This article appears in the latest print issue of Tribune


Councillor Matthew Brown is Leader of Preston City Council and Senior Fellow for Community Wealth Building with The Democracy Collaborative. Councillor Asima Shaikh is the Cabinet Member for Inclusive Economy and Jobs on Islington Council.  

As we face into a general election, Labour is clear about its historic mission for Britain. The coming months will see us build on our 2017 manifesto and its bold commitment to change. Our party in 2019 aims to break with neoliberalism and build new economic models that can facilitate the development of a truly democratic society.

But this does not have to be something we wait for. Where Labour is already in power we are taking steps towards that goal. Questions about ownership and control of our local economies are being addressed by a new wave of municipal socialism emerging in many parts of the country. The responses are principled and pragmatic, the values are universal but applied creatively in different contexts.

Our Labour councils of Preston and Islington are two key examples. As a small city in the north of England, Preston has witnessed decades of deindustrialisation and disinvestment. Islington in central London, on the other hand, has no problem attracting inward investment. But wealth extraction, driven by rapacious developer-led growth and the financialisation of the property market, has contributed to deep and persistent inequalities, social exclusion and poverty. Both areas are challenging these systemic failures by applying principles of Community Wealth Building and economic democracy.

Central to this is our commitment to insource services and encourage new forms of municipal ownership. Islington has seen one of the biggest insourcing efforts in the UK. Its Labour Council has brought £380 million worth of services back in house, including housing management and repairs, refuse collection, street cleaning, grounds maintenance, education management, concierge services, cleaning and temporary accommodation. This has helped 1,200 frontline staff receive the London Living Wage and improved terms and conditions, alongside resident satisfaction. The insourcing policy was a political choice made after Islington Council launched the UK’s first Fairness Commission in 2010.

Preston as a smaller northern authority retains the vast majority of its services in-house and recently brought the operation of two cafes in its buildings into local authority control with the recruitment of new staff. As part of its “anchor strategy” Preston works across its local public sector, including with Labour’s Police and Crime Commissioner Clive Grunshaw who recently brought custody suites back into the Lancashire Constabulary from outsourcing giant G4S. Preston City Council is also committed to a multimillion pound cinema and restaurant development in municipal ownership expected to yield a significant return for residents in the long-term.

In addition to insourcing and municipal ownership, both Labour authorities are advancing wider community wealth building strategies. Islington Affordable Workspace Strategy harnesses its powers as a planning authority to secure commercial spaces at peppercorn rent. The new workspaces are managed by providers drawn from the co-operative, social enterprise and charity sectors. Social value is embedded in contracts, with space given to providers for free in return for creating long-term benefits for local people and businesses.

Image object location entries:

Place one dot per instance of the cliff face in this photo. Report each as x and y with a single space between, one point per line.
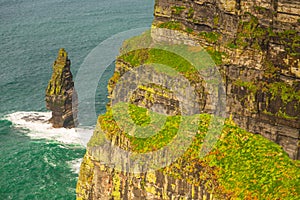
260 44
255 45
60 92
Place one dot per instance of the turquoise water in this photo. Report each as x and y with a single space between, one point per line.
31 32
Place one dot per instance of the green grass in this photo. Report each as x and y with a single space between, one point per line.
178 9
173 25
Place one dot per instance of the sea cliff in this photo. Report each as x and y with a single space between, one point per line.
60 94
255 46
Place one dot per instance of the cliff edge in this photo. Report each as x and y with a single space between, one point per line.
60 93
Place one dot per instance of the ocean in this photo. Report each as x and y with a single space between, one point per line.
37 161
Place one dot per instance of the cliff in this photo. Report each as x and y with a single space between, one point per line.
255 46
60 93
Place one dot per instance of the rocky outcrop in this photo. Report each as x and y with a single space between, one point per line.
60 93
259 43
255 45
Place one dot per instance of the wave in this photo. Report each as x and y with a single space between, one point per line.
39 128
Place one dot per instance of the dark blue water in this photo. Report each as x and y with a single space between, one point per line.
31 32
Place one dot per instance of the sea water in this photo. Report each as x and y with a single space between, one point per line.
37 161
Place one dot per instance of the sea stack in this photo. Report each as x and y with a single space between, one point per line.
60 93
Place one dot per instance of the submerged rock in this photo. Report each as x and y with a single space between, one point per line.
60 93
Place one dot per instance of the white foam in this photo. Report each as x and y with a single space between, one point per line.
75 165
39 128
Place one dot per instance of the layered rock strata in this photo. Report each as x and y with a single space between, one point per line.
256 44
60 93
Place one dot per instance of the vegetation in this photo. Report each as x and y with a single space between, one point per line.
242 165
173 25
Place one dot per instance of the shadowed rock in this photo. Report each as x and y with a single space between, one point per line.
60 93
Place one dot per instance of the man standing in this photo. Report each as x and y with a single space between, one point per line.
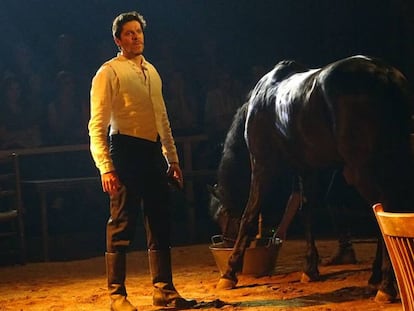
135 165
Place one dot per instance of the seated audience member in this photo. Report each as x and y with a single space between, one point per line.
67 113
221 105
19 127
180 105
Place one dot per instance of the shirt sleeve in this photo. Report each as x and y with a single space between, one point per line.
163 124
101 98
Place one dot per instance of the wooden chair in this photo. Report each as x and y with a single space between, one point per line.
398 232
12 236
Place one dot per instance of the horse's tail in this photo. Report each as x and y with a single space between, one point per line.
372 106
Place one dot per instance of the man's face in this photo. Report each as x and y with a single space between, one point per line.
131 41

Task —
Copy the passage from the article on Labour councils in Preston and Islington, starting at the words "In addition to" and ending after "people and businesses.".

Full answer —
In addition to insourcing and municipal ownership, both Labour authorities are advancing wider community wealth building strategies. Islington Affordable Workspace Strategy harnesses its powers as a planning authority to secure commercial spaces at peppercorn rent. The new workspaces are managed by providers drawn from the co-operative, social enterprise and charity sectors. Social value is embedded in contracts, with space given to providers for free in return for creating long-term benefits for local people and businesses.